**Task requirements:** Could you copy every one of the records below character for character, leaving the pictures out of your answer?
Begin Records for the task
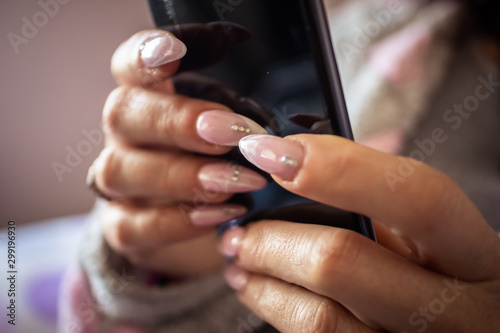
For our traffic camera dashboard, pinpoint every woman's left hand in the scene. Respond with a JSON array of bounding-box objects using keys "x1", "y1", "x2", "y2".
[{"x1": 220, "y1": 135, "x2": 500, "y2": 333}]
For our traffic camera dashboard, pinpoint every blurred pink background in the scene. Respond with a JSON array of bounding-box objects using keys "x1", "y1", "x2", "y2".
[{"x1": 0, "y1": 0, "x2": 153, "y2": 224}]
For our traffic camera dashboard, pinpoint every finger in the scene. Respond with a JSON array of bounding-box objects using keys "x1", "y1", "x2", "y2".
[
  {"x1": 220, "y1": 221, "x2": 468, "y2": 332},
  {"x1": 225, "y1": 266, "x2": 374, "y2": 333},
  {"x1": 111, "y1": 30, "x2": 187, "y2": 87},
  {"x1": 373, "y1": 221, "x2": 414, "y2": 260},
  {"x1": 240, "y1": 135, "x2": 500, "y2": 280},
  {"x1": 103, "y1": 87, "x2": 267, "y2": 155},
  {"x1": 89, "y1": 146, "x2": 267, "y2": 200},
  {"x1": 127, "y1": 231, "x2": 223, "y2": 278},
  {"x1": 102, "y1": 203, "x2": 247, "y2": 253}
]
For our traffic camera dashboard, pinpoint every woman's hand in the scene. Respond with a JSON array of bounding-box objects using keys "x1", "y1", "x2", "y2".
[
  {"x1": 220, "y1": 135, "x2": 500, "y2": 333},
  {"x1": 89, "y1": 30, "x2": 266, "y2": 276}
]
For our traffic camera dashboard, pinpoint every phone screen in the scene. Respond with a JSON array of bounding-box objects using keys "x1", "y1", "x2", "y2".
[{"x1": 149, "y1": 0, "x2": 375, "y2": 239}]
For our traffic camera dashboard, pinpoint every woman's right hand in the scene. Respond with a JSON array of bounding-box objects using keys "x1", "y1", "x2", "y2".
[{"x1": 89, "y1": 30, "x2": 266, "y2": 276}]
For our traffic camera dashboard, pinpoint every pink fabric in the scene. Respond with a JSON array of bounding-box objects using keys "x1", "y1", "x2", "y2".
[{"x1": 59, "y1": 268, "x2": 99, "y2": 333}]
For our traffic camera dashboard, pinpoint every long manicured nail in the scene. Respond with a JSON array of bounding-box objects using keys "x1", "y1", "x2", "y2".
[
  {"x1": 239, "y1": 135, "x2": 304, "y2": 180},
  {"x1": 196, "y1": 110, "x2": 267, "y2": 146},
  {"x1": 219, "y1": 227, "x2": 246, "y2": 258},
  {"x1": 198, "y1": 162, "x2": 267, "y2": 193},
  {"x1": 224, "y1": 265, "x2": 250, "y2": 291},
  {"x1": 139, "y1": 34, "x2": 187, "y2": 67},
  {"x1": 189, "y1": 205, "x2": 247, "y2": 227}
]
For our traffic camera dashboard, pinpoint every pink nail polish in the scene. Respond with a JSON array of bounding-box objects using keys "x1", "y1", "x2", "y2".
[
  {"x1": 219, "y1": 227, "x2": 246, "y2": 258},
  {"x1": 196, "y1": 110, "x2": 267, "y2": 146},
  {"x1": 224, "y1": 265, "x2": 250, "y2": 291},
  {"x1": 198, "y1": 162, "x2": 267, "y2": 193},
  {"x1": 189, "y1": 205, "x2": 247, "y2": 227},
  {"x1": 239, "y1": 135, "x2": 304, "y2": 180},
  {"x1": 139, "y1": 34, "x2": 187, "y2": 67}
]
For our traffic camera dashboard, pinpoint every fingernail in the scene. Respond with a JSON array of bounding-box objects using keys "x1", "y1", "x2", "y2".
[
  {"x1": 219, "y1": 227, "x2": 246, "y2": 258},
  {"x1": 139, "y1": 34, "x2": 187, "y2": 67},
  {"x1": 224, "y1": 265, "x2": 250, "y2": 291},
  {"x1": 239, "y1": 135, "x2": 304, "y2": 180},
  {"x1": 196, "y1": 110, "x2": 267, "y2": 146},
  {"x1": 189, "y1": 205, "x2": 247, "y2": 227},
  {"x1": 198, "y1": 162, "x2": 267, "y2": 193}
]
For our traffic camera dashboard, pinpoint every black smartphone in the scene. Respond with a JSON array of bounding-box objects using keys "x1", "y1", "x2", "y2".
[{"x1": 149, "y1": 0, "x2": 375, "y2": 240}]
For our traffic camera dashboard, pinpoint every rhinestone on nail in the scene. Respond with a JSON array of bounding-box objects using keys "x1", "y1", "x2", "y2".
[
  {"x1": 231, "y1": 125, "x2": 252, "y2": 134},
  {"x1": 280, "y1": 156, "x2": 299, "y2": 168},
  {"x1": 231, "y1": 165, "x2": 241, "y2": 183}
]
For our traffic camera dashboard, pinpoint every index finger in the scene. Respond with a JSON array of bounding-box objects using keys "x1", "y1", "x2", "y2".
[
  {"x1": 111, "y1": 30, "x2": 187, "y2": 87},
  {"x1": 240, "y1": 135, "x2": 500, "y2": 280}
]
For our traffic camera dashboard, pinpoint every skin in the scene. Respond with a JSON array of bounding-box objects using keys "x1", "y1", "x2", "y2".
[{"x1": 94, "y1": 31, "x2": 500, "y2": 332}]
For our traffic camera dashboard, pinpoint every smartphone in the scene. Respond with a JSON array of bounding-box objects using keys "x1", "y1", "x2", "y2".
[{"x1": 149, "y1": 0, "x2": 375, "y2": 240}]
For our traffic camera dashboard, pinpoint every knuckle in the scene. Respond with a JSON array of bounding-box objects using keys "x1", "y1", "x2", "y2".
[
  {"x1": 310, "y1": 229, "x2": 360, "y2": 285},
  {"x1": 287, "y1": 298, "x2": 337, "y2": 333},
  {"x1": 104, "y1": 205, "x2": 134, "y2": 254},
  {"x1": 152, "y1": 95, "x2": 195, "y2": 146},
  {"x1": 102, "y1": 86, "x2": 133, "y2": 133},
  {"x1": 95, "y1": 146, "x2": 119, "y2": 192},
  {"x1": 306, "y1": 299, "x2": 338, "y2": 333},
  {"x1": 144, "y1": 209, "x2": 176, "y2": 243}
]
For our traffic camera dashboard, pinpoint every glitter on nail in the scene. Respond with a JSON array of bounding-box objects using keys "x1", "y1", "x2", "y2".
[{"x1": 280, "y1": 156, "x2": 299, "y2": 168}]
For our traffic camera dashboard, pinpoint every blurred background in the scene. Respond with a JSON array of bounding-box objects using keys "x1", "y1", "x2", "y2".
End Records for the task
**Correct response:**
For our traffic camera dashboard, pinpoint every woman's left hand in the scene. Respond with a JSON array of bounding-box objects using keys "x1", "y1", "x2", "y2".
[{"x1": 220, "y1": 135, "x2": 500, "y2": 333}]
For our traffic camera dashboard, pinpoint every blurred pink background in the scene. Respond with a JSON array of bounding-box objects using keys "x1", "y1", "x2", "y2".
[{"x1": 0, "y1": 0, "x2": 153, "y2": 224}]
For our traffic camera dashboard, pinpoint every finger in the scene. Respond with a JSON array of bounding-box objects using keys "x1", "y1", "x2", "y2".
[
  {"x1": 220, "y1": 221, "x2": 468, "y2": 332},
  {"x1": 225, "y1": 266, "x2": 374, "y2": 333},
  {"x1": 111, "y1": 30, "x2": 187, "y2": 87},
  {"x1": 373, "y1": 221, "x2": 414, "y2": 260},
  {"x1": 240, "y1": 135, "x2": 500, "y2": 280},
  {"x1": 103, "y1": 87, "x2": 267, "y2": 155},
  {"x1": 89, "y1": 146, "x2": 267, "y2": 200},
  {"x1": 127, "y1": 231, "x2": 223, "y2": 278},
  {"x1": 102, "y1": 203, "x2": 247, "y2": 253}
]
For our traffic camera dashboard, pinpoint every woman's hand in the scene. Respond with a JSON array of bounding-box objects using keys "x1", "y1", "x2", "y2".
[
  {"x1": 220, "y1": 135, "x2": 500, "y2": 333},
  {"x1": 89, "y1": 30, "x2": 266, "y2": 276}
]
For our traffic camera dashboard, pinpoint every phone screen in the scene. Respond with a JSON array of bounding-box objects using keys "x1", "y1", "x2", "y2".
[{"x1": 149, "y1": 0, "x2": 375, "y2": 239}]
For our traffic camera dashboard, pinpoint every woman's right hand in the scene. Respond with a JSON array of bounding-box objects using keys "x1", "y1", "x2", "y2".
[{"x1": 89, "y1": 30, "x2": 266, "y2": 276}]
For our traffic camera dashboard, pinpoint every pink fabric in the scene. Respond with a JSON array of bounding-box objects using keys "x1", "y1", "x2", "y2".
[{"x1": 59, "y1": 268, "x2": 99, "y2": 333}]
For our traffic camera dashboard, pinpoint every long manicured nail in the scene. Respond with a JSON array of bounding-box objects using keys "x1", "y1", "x2", "y2".
[
  {"x1": 239, "y1": 135, "x2": 304, "y2": 180},
  {"x1": 196, "y1": 110, "x2": 267, "y2": 146},
  {"x1": 219, "y1": 227, "x2": 246, "y2": 258},
  {"x1": 198, "y1": 162, "x2": 267, "y2": 193},
  {"x1": 224, "y1": 265, "x2": 250, "y2": 291},
  {"x1": 139, "y1": 34, "x2": 187, "y2": 67},
  {"x1": 189, "y1": 205, "x2": 247, "y2": 227}
]
For our traffic camera dashboard, pinpoint every pink nail polish in the scene. Respond with a JSON array of bounding-box objects using keys "x1", "y1", "x2", "y2".
[
  {"x1": 219, "y1": 227, "x2": 246, "y2": 258},
  {"x1": 196, "y1": 110, "x2": 267, "y2": 146},
  {"x1": 224, "y1": 265, "x2": 250, "y2": 291},
  {"x1": 198, "y1": 162, "x2": 267, "y2": 193},
  {"x1": 189, "y1": 205, "x2": 247, "y2": 227},
  {"x1": 239, "y1": 135, "x2": 304, "y2": 180},
  {"x1": 139, "y1": 34, "x2": 187, "y2": 67}
]
For our traffic camera dashboard, pinpoint every fingernail in the scene. Respond with a JSON array of bounding-box objects using keys "x1", "y1", "x2", "y2".
[
  {"x1": 219, "y1": 227, "x2": 246, "y2": 258},
  {"x1": 139, "y1": 34, "x2": 187, "y2": 67},
  {"x1": 224, "y1": 265, "x2": 250, "y2": 291},
  {"x1": 239, "y1": 135, "x2": 304, "y2": 180},
  {"x1": 196, "y1": 110, "x2": 267, "y2": 146},
  {"x1": 189, "y1": 205, "x2": 247, "y2": 227},
  {"x1": 198, "y1": 162, "x2": 267, "y2": 193}
]
For our traffic camera dashboard, pinpoint every black smartphone in the scene. Respond with a JSON array of bounding-box objects using keys "x1", "y1", "x2", "y2".
[{"x1": 149, "y1": 0, "x2": 375, "y2": 240}]
For our traffic camera dashboard, pinpoint every rhinestone on nail in the scene. Respond with a JSON array of bounding-box objects using keys "x1", "y1", "x2", "y2".
[
  {"x1": 231, "y1": 125, "x2": 252, "y2": 134},
  {"x1": 280, "y1": 156, "x2": 299, "y2": 168},
  {"x1": 231, "y1": 165, "x2": 241, "y2": 183}
]
For our traffic camera dashboard, pinpoint every index finger in the scene. Respond with a JSON array of bounding-box objects using keys "x1", "y1", "x2", "y2".
[
  {"x1": 111, "y1": 30, "x2": 187, "y2": 87},
  {"x1": 240, "y1": 135, "x2": 500, "y2": 280}
]
For our traffic camera dashboard, pinpoint every skin in the scene. Respond with a JSON array of bounding-box objects using keys "x1", "y1", "x2", "y2".
[{"x1": 94, "y1": 31, "x2": 500, "y2": 332}]
For our traffic camera dashboard, pinpoint every smartphone in the scene. Respond with a JSON array of bounding-box objects using keys "x1", "y1", "x2", "y2".
[{"x1": 149, "y1": 0, "x2": 375, "y2": 240}]
For our traffic camera dashboard, pinpoint every knuckle in the scene. Respond with a JSON array of bounding-box objects using keys "x1", "y1", "x2", "y2".
[
  {"x1": 310, "y1": 229, "x2": 360, "y2": 285},
  {"x1": 287, "y1": 298, "x2": 337, "y2": 333},
  {"x1": 104, "y1": 205, "x2": 134, "y2": 254},
  {"x1": 152, "y1": 95, "x2": 195, "y2": 146},
  {"x1": 102, "y1": 86, "x2": 133, "y2": 133},
  {"x1": 95, "y1": 146, "x2": 119, "y2": 192},
  {"x1": 306, "y1": 299, "x2": 338, "y2": 333},
  {"x1": 144, "y1": 209, "x2": 176, "y2": 243}
]
For our traffic camera dashboard, pinpoint every glitter on nail in the scene. Respond with a JSON array of bounding-box objects using keys "x1", "y1", "x2", "y2".
[{"x1": 280, "y1": 156, "x2": 299, "y2": 168}]
For our traffic camera dashboard, pinpoint every blurred background in the scene. Respond with a JSON array of bounding-box objects using keys "x1", "y1", "x2", "y2".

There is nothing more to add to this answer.